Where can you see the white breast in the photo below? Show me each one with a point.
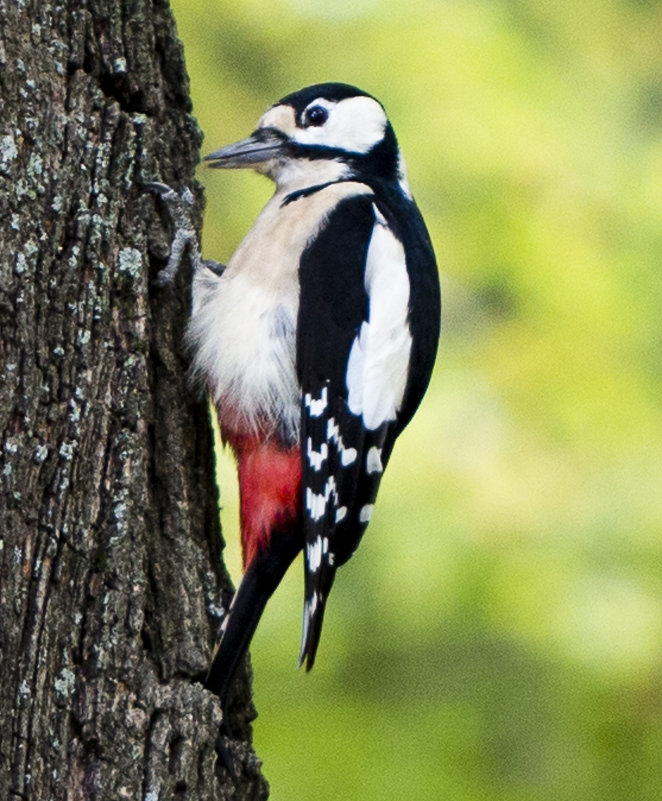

--

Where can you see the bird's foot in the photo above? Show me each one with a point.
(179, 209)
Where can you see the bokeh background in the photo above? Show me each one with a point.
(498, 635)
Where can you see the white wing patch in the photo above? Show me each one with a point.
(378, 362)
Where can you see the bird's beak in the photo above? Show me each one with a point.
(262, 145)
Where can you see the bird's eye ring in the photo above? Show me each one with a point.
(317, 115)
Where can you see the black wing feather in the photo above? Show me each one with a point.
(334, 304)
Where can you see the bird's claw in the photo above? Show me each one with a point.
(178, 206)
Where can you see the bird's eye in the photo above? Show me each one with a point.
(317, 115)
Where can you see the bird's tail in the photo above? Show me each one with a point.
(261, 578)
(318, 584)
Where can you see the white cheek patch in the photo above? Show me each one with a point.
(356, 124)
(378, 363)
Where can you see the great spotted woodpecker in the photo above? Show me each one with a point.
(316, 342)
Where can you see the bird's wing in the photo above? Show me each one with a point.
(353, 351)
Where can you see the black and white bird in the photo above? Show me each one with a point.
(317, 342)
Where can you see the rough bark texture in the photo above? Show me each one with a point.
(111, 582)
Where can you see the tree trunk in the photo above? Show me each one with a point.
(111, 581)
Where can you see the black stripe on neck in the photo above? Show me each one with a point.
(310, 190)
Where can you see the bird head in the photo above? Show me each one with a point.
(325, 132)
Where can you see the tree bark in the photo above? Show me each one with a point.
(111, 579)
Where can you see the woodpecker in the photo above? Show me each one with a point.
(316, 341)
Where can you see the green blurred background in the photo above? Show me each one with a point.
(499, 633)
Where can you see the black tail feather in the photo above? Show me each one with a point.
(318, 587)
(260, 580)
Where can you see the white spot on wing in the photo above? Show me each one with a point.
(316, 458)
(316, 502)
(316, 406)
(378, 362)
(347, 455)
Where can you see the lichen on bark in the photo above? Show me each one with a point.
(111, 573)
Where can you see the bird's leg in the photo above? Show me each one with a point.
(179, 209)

## Directions:
How many lines in the records above contain the string "bark"? Case counts, and the reply should be the number alone.

## Solution:
3